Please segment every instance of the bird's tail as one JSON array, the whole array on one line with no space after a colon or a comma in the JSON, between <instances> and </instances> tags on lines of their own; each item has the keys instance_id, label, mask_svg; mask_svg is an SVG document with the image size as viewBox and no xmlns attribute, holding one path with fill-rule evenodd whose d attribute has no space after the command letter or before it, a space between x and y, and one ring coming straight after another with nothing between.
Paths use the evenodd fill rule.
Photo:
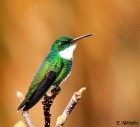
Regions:
<instances>
[{"instance_id":1,"label":"bird's tail","mask_svg":"<svg viewBox=\"0 0 140 127\"><path fill-rule=\"evenodd\" d=\"M51 86L46 85L45 89L43 91L37 90L35 94L25 103L25 107L23 108L23 111L27 111L30 108L32 108L40 99L43 97L43 95L49 90ZM24 102L23 102L24 104Z\"/></svg>"},{"instance_id":2,"label":"bird's tail","mask_svg":"<svg viewBox=\"0 0 140 127\"><path fill-rule=\"evenodd\" d=\"M49 90L50 86L46 85L46 89L44 91L39 92L38 89L37 91L28 99L25 98L23 102L19 105L17 111L20 111L21 109L23 111L27 111L30 108L32 108L42 97L43 95Z\"/></svg>"},{"instance_id":3,"label":"bird's tail","mask_svg":"<svg viewBox=\"0 0 140 127\"><path fill-rule=\"evenodd\" d=\"M28 99L25 98L22 103L19 105L17 112L20 111L22 108L24 108L25 104L27 103Z\"/></svg>"},{"instance_id":4,"label":"bird's tail","mask_svg":"<svg viewBox=\"0 0 140 127\"><path fill-rule=\"evenodd\" d=\"M37 91L29 99L25 98L23 100L23 102L18 107L17 111L20 111L21 109L23 111L27 111L30 108L32 108L43 97L43 95L49 90L49 88L50 88L50 86L46 85L46 87L45 87L45 89L43 89L43 91L39 91L37 89Z\"/></svg>"},{"instance_id":5,"label":"bird's tail","mask_svg":"<svg viewBox=\"0 0 140 127\"><path fill-rule=\"evenodd\" d=\"M18 107L18 111L23 108L23 111L27 111L32 108L49 90L51 85L56 78L56 74L53 71L49 71L44 79L39 83L37 89L35 90L32 96L28 96Z\"/></svg>"}]
</instances>

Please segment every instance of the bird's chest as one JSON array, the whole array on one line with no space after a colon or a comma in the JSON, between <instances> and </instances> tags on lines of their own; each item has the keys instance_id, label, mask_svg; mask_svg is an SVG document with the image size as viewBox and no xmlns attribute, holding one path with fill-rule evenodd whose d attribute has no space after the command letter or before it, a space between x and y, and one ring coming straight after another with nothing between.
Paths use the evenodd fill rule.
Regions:
<instances>
[{"instance_id":1,"label":"bird's chest","mask_svg":"<svg viewBox=\"0 0 140 127\"><path fill-rule=\"evenodd\" d=\"M64 61L63 68L56 78L54 85L60 85L62 84L71 74L71 68L72 68L72 61Z\"/></svg>"},{"instance_id":2,"label":"bird's chest","mask_svg":"<svg viewBox=\"0 0 140 127\"><path fill-rule=\"evenodd\" d=\"M60 85L67 80L67 78L70 76L71 70L67 73L67 75L61 80Z\"/></svg>"}]
</instances>

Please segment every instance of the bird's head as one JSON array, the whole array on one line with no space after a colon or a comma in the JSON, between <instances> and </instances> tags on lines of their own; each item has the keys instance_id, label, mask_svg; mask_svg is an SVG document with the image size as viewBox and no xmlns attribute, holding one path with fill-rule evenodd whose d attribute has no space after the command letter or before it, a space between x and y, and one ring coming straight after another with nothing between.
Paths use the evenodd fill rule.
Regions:
<instances>
[{"instance_id":1,"label":"bird's head","mask_svg":"<svg viewBox=\"0 0 140 127\"><path fill-rule=\"evenodd\" d=\"M76 48L76 42L89 36L92 36L92 34L86 34L74 39L67 36L61 36L54 42L51 50L57 52L64 59L71 59L73 51Z\"/></svg>"}]
</instances>

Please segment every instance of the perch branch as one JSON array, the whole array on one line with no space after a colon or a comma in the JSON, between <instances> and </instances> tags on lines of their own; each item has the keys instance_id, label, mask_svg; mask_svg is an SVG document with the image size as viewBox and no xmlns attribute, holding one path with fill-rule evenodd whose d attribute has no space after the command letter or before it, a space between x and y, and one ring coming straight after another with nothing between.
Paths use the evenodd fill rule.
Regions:
<instances>
[{"instance_id":1,"label":"perch branch","mask_svg":"<svg viewBox=\"0 0 140 127\"><path fill-rule=\"evenodd\" d=\"M19 92L19 91L17 92L17 97L20 99L20 102L22 102L24 100L23 94L21 92ZM25 122L26 122L28 127L34 127L32 122L31 122L31 119L29 117L28 111L23 111L22 116L24 117Z\"/></svg>"},{"instance_id":2,"label":"perch branch","mask_svg":"<svg viewBox=\"0 0 140 127\"><path fill-rule=\"evenodd\" d=\"M81 88L79 91L75 92L71 98L71 100L69 101L67 107L65 108L64 112L62 113L61 116L59 116L57 118L56 121L56 126L55 127L63 127L66 119L68 118L68 116L70 115L70 113L72 112L72 110L74 109L75 105L78 103L78 101L81 99L82 97L82 93L86 90L85 87Z\"/></svg>"},{"instance_id":3,"label":"perch branch","mask_svg":"<svg viewBox=\"0 0 140 127\"><path fill-rule=\"evenodd\" d=\"M44 127L50 127L51 120L50 108L52 106L55 97L59 94L60 90L61 90L60 87L56 87L51 91L51 94L44 95L44 101L42 102L45 119Z\"/></svg>"}]
</instances>

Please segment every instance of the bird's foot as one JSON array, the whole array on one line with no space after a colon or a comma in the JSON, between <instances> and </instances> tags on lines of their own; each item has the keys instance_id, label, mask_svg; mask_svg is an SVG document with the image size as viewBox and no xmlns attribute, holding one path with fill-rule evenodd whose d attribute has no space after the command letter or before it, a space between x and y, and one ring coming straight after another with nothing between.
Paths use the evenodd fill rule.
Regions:
<instances>
[{"instance_id":1,"label":"bird's foot","mask_svg":"<svg viewBox=\"0 0 140 127\"><path fill-rule=\"evenodd\" d=\"M61 88L59 86L56 86L54 89L51 90L51 93L58 94L61 91Z\"/></svg>"}]
</instances>

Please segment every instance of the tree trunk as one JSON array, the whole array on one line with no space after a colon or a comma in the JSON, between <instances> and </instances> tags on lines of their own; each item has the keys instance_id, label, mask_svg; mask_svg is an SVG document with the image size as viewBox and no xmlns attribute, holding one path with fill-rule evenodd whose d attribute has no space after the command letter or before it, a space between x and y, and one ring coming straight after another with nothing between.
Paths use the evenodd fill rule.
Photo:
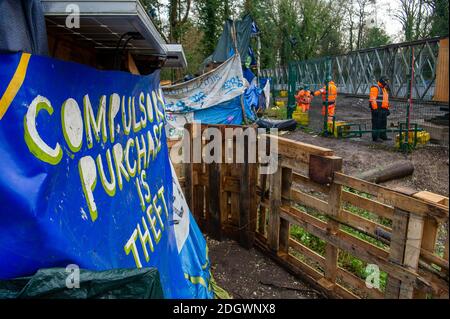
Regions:
<instances>
[{"instance_id":1,"label":"tree trunk","mask_svg":"<svg viewBox=\"0 0 450 319\"><path fill-rule=\"evenodd\" d=\"M414 172L410 161L399 161L382 167L370 169L357 177L372 183L382 183L393 179L409 176Z\"/></svg>"}]
</instances>

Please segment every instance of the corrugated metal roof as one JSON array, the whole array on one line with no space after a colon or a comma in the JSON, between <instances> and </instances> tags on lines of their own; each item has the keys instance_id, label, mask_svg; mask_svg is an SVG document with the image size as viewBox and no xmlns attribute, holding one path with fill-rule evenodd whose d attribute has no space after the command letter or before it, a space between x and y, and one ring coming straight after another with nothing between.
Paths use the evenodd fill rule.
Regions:
<instances>
[{"instance_id":1,"label":"corrugated metal roof","mask_svg":"<svg viewBox=\"0 0 450 319\"><path fill-rule=\"evenodd\" d=\"M140 39L132 39L127 49L134 54L166 57L167 45L138 0L42 0L49 31L71 35L88 41L96 49L114 50L122 35L138 32ZM69 5L80 9L80 28L69 28L66 11ZM124 43L124 42L122 42Z\"/></svg>"}]
</instances>

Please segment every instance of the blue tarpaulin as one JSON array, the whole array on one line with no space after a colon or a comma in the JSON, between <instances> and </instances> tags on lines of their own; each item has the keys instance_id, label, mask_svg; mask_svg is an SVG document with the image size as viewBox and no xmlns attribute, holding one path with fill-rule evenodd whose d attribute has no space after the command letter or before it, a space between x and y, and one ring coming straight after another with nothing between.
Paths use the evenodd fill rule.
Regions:
<instances>
[{"instance_id":1,"label":"blue tarpaulin","mask_svg":"<svg viewBox=\"0 0 450 319\"><path fill-rule=\"evenodd\" d=\"M171 167L159 71L0 55L0 279L156 267L211 298L206 242Z\"/></svg>"}]
</instances>

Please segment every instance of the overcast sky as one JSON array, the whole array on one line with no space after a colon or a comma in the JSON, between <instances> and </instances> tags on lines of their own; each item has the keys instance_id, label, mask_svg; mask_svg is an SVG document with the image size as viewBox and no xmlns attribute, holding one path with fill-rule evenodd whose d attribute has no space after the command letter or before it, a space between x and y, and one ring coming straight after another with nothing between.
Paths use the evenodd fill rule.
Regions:
<instances>
[{"instance_id":1,"label":"overcast sky","mask_svg":"<svg viewBox=\"0 0 450 319\"><path fill-rule=\"evenodd\" d=\"M398 0L377 0L376 16L378 24L382 24L386 33L391 36L395 42L398 42L399 34L402 31L402 25L392 15L400 7Z\"/></svg>"}]
</instances>

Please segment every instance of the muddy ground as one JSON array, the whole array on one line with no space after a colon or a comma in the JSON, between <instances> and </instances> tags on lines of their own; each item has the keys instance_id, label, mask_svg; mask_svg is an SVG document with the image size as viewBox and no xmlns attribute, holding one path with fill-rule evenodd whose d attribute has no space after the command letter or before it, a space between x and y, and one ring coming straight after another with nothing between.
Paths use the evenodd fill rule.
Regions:
<instances>
[{"instance_id":1,"label":"muddy ground","mask_svg":"<svg viewBox=\"0 0 450 319\"><path fill-rule=\"evenodd\" d=\"M214 279L234 299L317 299L320 293L258 250L208 238Z\"/></svg>"},{"instance_id":2,"label":"muddy ground","mask_svg":"<svg viewBox=\"0 0 450 319\"><path fill-rule=\"evenodd\" d=\"M283 137L334 150L337 156L343 158L344 173L349 175L357 175L368 169L408 159L414 165L413 174L382 185L405 186L444 196L449 194L449 154L446 147L429 144L406 155L396 151L389 142L385 145L364 139L327 138L300 130L289 132Z\"/></svg>"},{"instance_id":3,"label":"muddy ground","mask_svg":"<svg viewBox=\"0 0 450 319\"><path fill-rule=\"evenodd\" d=\"M398 127L399 121L405 121L407 102L391 101L388 128ZM447 109L436 105L413 104L410 116L411 123L429 123L437 116L448 114ZM335 151L344 160L344 172L350 175L371 168L383 166L393 161L408 159L414 165L412 176L384 183L386 186L405 186L416 190L428 190L437 194L449 194L449 154L448 145L441 146L428 143L419 145L411 154L405 155L395 147L395 135L389 132L390 141L373 143L371 134L364 134L361 138L336 139L318 136L323 128L321 103L314 100L309 111L308 130L296 130L283 137L297 141L327 147ZM371 129L371 114L368 101L359 98L338 98L336 104L336 120L347 123L360 123L362 128ZM309 132L309 133L308 133ZM315 133L313 133L315 132Z\"/></svg>"}]
</instances>

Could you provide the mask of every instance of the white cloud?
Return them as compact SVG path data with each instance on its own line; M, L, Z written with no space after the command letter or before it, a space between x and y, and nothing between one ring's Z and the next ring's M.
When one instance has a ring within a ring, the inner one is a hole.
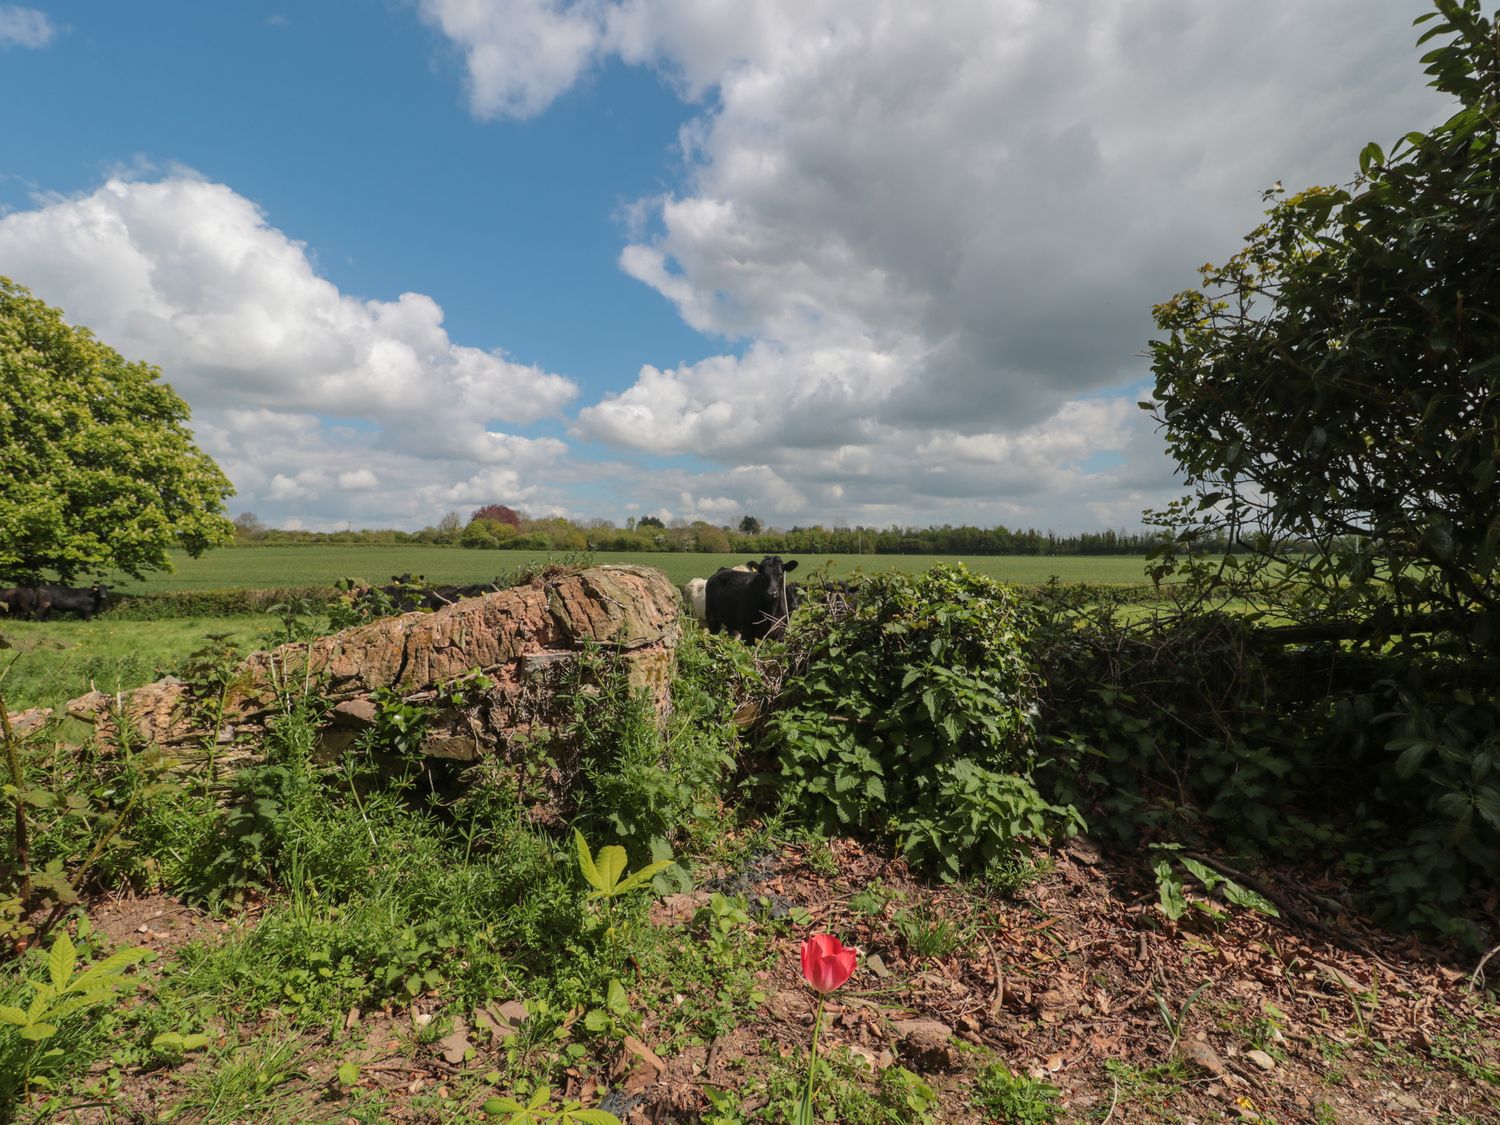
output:
M424 19L464 52L469 104L481 117L531 117L594 60L600 28L589 3L422 0Z
M369 469L355 469L352 472L339 474L339 487L354 492L366 488L375 488L380 484L380 478Z
M576 393L454 343L431 297L340 293L248 199L189 176L112 179L7 215L0 260L116 348L159 363L193 402L379 419L390 440L458 441L482 458L485 423L534 422Z
M486 466L539 471L566 448L498 427L559 415L570 380L455 342L431 297L341 293L223 184L179 171L42 200L0 217L0 262L127 358L158 364L236 506L263 518L315 524L353 507L431 522L441 511L424 497Z
M684 186L625 209L619 262L743 346L643 364L578 435L764 463L810 517L1008 505L1057 526L1146 496L1138 466L1165 495L1149 424L1097 404L1139 387L1151 305L1233 252L1263 187L1348 179L1365 141L1441 115L1410 26L1427 7L423 2L481 116L540 112L611 57L703 99ZM1084 433L1112 467L1038 477ZM718 495L701 477L690 496Z
M47 13L15 4L0 5L0 48L45 47L57 35Z

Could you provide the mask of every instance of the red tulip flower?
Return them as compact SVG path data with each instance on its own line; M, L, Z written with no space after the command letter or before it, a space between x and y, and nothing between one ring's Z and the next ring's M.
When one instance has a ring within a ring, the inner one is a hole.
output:
M802 975L807 983L827 994L854 974L858 951L831 934L813 934L802 943Z
M858 950L845 945L832 934L813 934L802 943L802 975L818 990L818 1014L813 1017L812 1054L807 1060L807 1087L802 1102L792 1118L794 1125L813 1125L813 1079L818 1067L818 1030L823 1024L823 1001L828 994L854 975Z

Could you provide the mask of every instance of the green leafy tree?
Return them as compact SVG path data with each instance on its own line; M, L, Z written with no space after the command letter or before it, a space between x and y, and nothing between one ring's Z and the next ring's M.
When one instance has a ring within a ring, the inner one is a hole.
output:
M1452 115L1366 146L1347 187L1267 192L1244 248L1155 310L1153 408L1196 493L1158 513L1157 572L1308 639L1494 655L1500 33L1479 0L1435 8L1418 42Z
M754 516L742 516L742 517L740 517L740 534L741 535L759 535L760 534L760 520L756 519Z
M140 577L233 539L234 488L159 374L0 277L0 581Z

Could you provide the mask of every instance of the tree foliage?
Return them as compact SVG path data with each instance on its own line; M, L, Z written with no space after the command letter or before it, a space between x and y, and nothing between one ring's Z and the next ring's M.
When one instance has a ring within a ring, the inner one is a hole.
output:
M159 375L0 277L0 581L140 577L233 538L234 488Z
M1337 856L1383 916L1479 944L1500 871L1500 13L1434 8L1416 22L1447 120L1367 145L1347 186L1267 192L1243 249L1155 310L1154 409L1195 495L1157 514L1175 537L1154 572L1231 612L1070 618L1043 663L1059 760L1095 760L1122 830L1190 805L1194 829Z
M1495 652L1500 38L1479 0L1417 23L1453 115L1366 146L1347 187L1267 192L1244 248L1155 310L1154 408L1197 494L1159 518L1239 552L1160 570L1377 646Z
M469 517L470 523L474 523L476 520L490 520L494 523L505 523L511 527L519 528L521 526L521 513L514 508L506 507L504 504L486 504L484 507L476 509L474 514Z

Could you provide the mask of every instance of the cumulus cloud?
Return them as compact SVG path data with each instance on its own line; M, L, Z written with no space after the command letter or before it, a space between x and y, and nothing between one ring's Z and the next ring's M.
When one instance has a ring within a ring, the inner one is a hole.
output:
M57 29L52 26L46 12L15 4L0 4L0 48L38 50L51 43L56 35Z
M1140 495L1120 475L1137 461L1160 483L1159 458L1124 452L1159 451L1149 427L1090 404L1138 397L1152 303L1234 250L1261 188L1347 179L1365 141L1440 115L1412 46L1426 9L423 0L481 116L534 115L608 58L702 100L683 186L628 209L619 264L740 344L643 364L575 432L799 485L879 464L884 510L919 521L980 466L1018 488L1074 457L1085 415L1119 455L1090 488Z
M364 488L374 488L380 483L380 478L369 469L354 469L350 472L339 474L339 487L350 492Z
M452 481L534 470L565 448L508 427L558 415L570 380L455 342L424 294L341 293L223 184L179 172L44 200L0 217L0 262L74 323L161 366L262 515L316 522L378 503L384 522L420 521L422 497Z
M423 18L464 53L469 102L482 117L531 117L593 62L593 5L556 0L422 0Z

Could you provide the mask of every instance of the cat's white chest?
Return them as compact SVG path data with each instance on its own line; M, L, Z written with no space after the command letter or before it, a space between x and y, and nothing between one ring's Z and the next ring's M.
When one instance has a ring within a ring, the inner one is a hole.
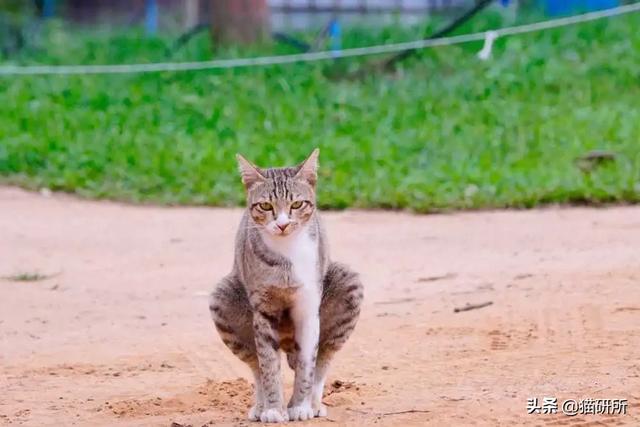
━━━━━━━━━━
All pictures must be left out. Reproduce exactly the lines from the one containing "Could you provide the mask of every instance of the cumulus" to the final line of the entries.

Could you provide the mask of every instance of the cumulus cloud?
Return them as compact SVG path data with each instance on its own line; M, L, Z written with no space after the command letter or before it, a space between x and y, and nothing between one ring's Z and the next ring's M.
When one instance has a ring within a ring, the inner one is a hole.
output:
M57 29L52 26L46 12L15 4L0 4L0 48L38 50L51 43L56 35Z
M1140 495L1120 475L1137 461L1160 483L1159 458L1124 452L1159 451L1149 427L1090 404L1138 397L1152 303L1234 250L1261 188L1347 179L1365 141L1440 115L1412 46L1426 9L423 0L481 116L534 115L608 58L702 100L683 186L628 209L619 264L740 344L643 364L575 432L799 485L879 464L884 510L919 521L980 466L1018 488L1074 457L1085 415L1119 455L1090 488Z
M364 488L374 488L380 483L380 478L369 469L354 469L350 472L339 474L339 487L350 492Z
M452 481L534 470L565 448L508 427L558 415L570 380L455 342L424 294L341 293L223 184L179 172L44 200L0 217L0 262L74 323L161 366L262 515L316 522L378 503L384 522L420 521L422 497Z
M423 18L464 53L469 102L482 117L531 117L593 62L593 5L556 0L422 0Z

Could you provide the mask of every instance of the cat's white chest?
Return them as compact SVG path data with each instance on its own line; M, L, Z written with no space after the command letter or before it, a space between x and y, and nothing between one ring's Z and the next ring's M.
When one instance has a ring within a ring, the inner one is a hole.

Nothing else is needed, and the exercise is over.